#### Given request a:
In the rows, from the line containing "Point out every instance of the tram door" through the last row, replace "integer pixel values" with "whole-number pixel coordinates" everywhere and keep everything else unchanged. Give back only those lines.

#### Extracted text:
* * *
File spoon-archives/french-feminism.archive/french-feminism_1998/french-feminism.9803, message 13


Date: Sun, 15 Mar 1998 21:11:28 -0600 (CST)
From: cberkowi-AT-bayou.uh.edu (Charlotte Berkowitz)
Subject: Re: Suggested readings on FF and feminist biblical interpretation


Tom, 

Ilana Pardes' _Countertraditions in the Bible:  A Feminist Approach_
(Harvard UP, 1992) is an attempt, from a heterogneous theoretical
perspective, to hear (in the Hebrew Bible) female voices and stories muffled
by the dominant patriarchal discourse.  E.g., when, in Exodus 4: 24-26, the
heroic structure of Moses' tale collapses under sudden attack by "the Lord,"
Zipporah assumes the heroic mantle to confront the attacker and perform a
circumcision meant to save cultural life.  Pardes further points out that
Zipporah is one of a long line of women in Exodus, from within and without
Israel, who heroically defy father-gods to preserve life.  Not only do the
midwives Shifra and Pua refuse to obey the sun-god Pharaoh, who has ordered
them to kill all newborn boys, but Moses' mother colludes with his sister to
hide her son . . . and then the god's own daughter becomes a party to the
deception.  Etc., etc.
* * *
#### Given request b:
Carry on the message about feminist readings of the Bible from the point where it stops.
* * *
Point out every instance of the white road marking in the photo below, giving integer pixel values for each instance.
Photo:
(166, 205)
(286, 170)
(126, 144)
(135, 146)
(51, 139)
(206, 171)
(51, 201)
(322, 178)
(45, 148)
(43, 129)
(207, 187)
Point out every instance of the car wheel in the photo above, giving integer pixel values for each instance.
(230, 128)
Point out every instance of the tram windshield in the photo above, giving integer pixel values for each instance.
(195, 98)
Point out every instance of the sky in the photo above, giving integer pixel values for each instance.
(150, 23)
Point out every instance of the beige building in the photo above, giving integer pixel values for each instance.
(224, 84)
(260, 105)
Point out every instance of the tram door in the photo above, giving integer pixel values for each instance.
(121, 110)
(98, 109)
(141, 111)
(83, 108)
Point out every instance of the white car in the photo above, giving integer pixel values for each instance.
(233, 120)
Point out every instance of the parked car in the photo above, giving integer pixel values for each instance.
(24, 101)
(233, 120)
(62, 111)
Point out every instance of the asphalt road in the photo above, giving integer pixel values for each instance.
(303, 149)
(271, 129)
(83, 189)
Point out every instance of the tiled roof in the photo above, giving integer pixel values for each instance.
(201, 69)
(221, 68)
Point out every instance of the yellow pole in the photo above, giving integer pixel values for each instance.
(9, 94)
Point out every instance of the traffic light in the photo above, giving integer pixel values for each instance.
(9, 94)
* * *
#### Task result a:
Point out every instance of the tram door in the photo above, giving whole-number pixel coordinates for each instance.
(121, 110)
(98, 109)
(141, 111)
(83, 108)
Point out every instance of the white car in the photo above, giving whole-number pixel coordinates for each instance.
(233, 120)
Point out every instance of the parked car in the photo above, giving whole-number pixel coordinates for each instance.
(24, 101)
(233, 120)
(62, 111)
Point out every instance of the asphalt road in the photo above, giving whole-number pixel coordinates for each instance.
(303, 149)
(271, 129)
(83, 189)
Point out every instance of the tiled roof in the photo above, giving whole-number pixel coordinates for each instance.
(201, 69)
(221, 68)
Point out every instance of the yellow pole in the photo above, giving whole-number pixel coordinates for each instance.
(9, 94)
Point out every instance of the traffic light in the photo above, giving whole-number pixel coordinates for each instance.
(9, 94)

#### Task result b:
Not all her points are as well-developed as one would like, but the book
makes a good, provocative read.        


Best,
CAB


>Charlotte, Kathy, and Diane,
>    Thanks for the reading recommendations and the suggestion on
>teaching Kristeva. Charlotte, I am not familiar with Pardes' work. Can
>you tell me something more about it? Diane, do you have the complete
>references for Learner's and Ranke-Heinemann's work?
>     We are in the process of completing our Canadian Winter semester
>and then we will update/reform our Body and the Bible Syllabus. The
>first time we taught the course last summer I included readings from
>Gottwald and Horsley's _The Bible and Liberation_. Most of those
>readings will now be replaced by readings from _The Feminist Companion
>to Reading the Bible: Approaches, Methods, and Strategies_. Having been
>trained in biblical studies by prominent, hard-lined
>"historical-critical" scholars (one of whom once described himself to me
>as "a dyed-in-the-wool historical critic," another who ended our only
>required core course with a categorical mention of "perspectivist"
>approaches to the Bible like "feminism"), I am only very slowly
>de-constructing/reforming/re-imagining otherwise. Moving back to
>biblical studies through phenomenology, semiotics, and feminist theory
>(a long, embodied journey home--but that's another story) has been
>frustrating but FF continues to intrigue and implode my past
>training--along with providing some hopeful glimpses of emancipatory
>potentiality along the way.
>  Our Spring Evening semester begins on May 5th. I will send (and
>thereby "fork ova") our revised syllabus to the FF archives some time
>before then.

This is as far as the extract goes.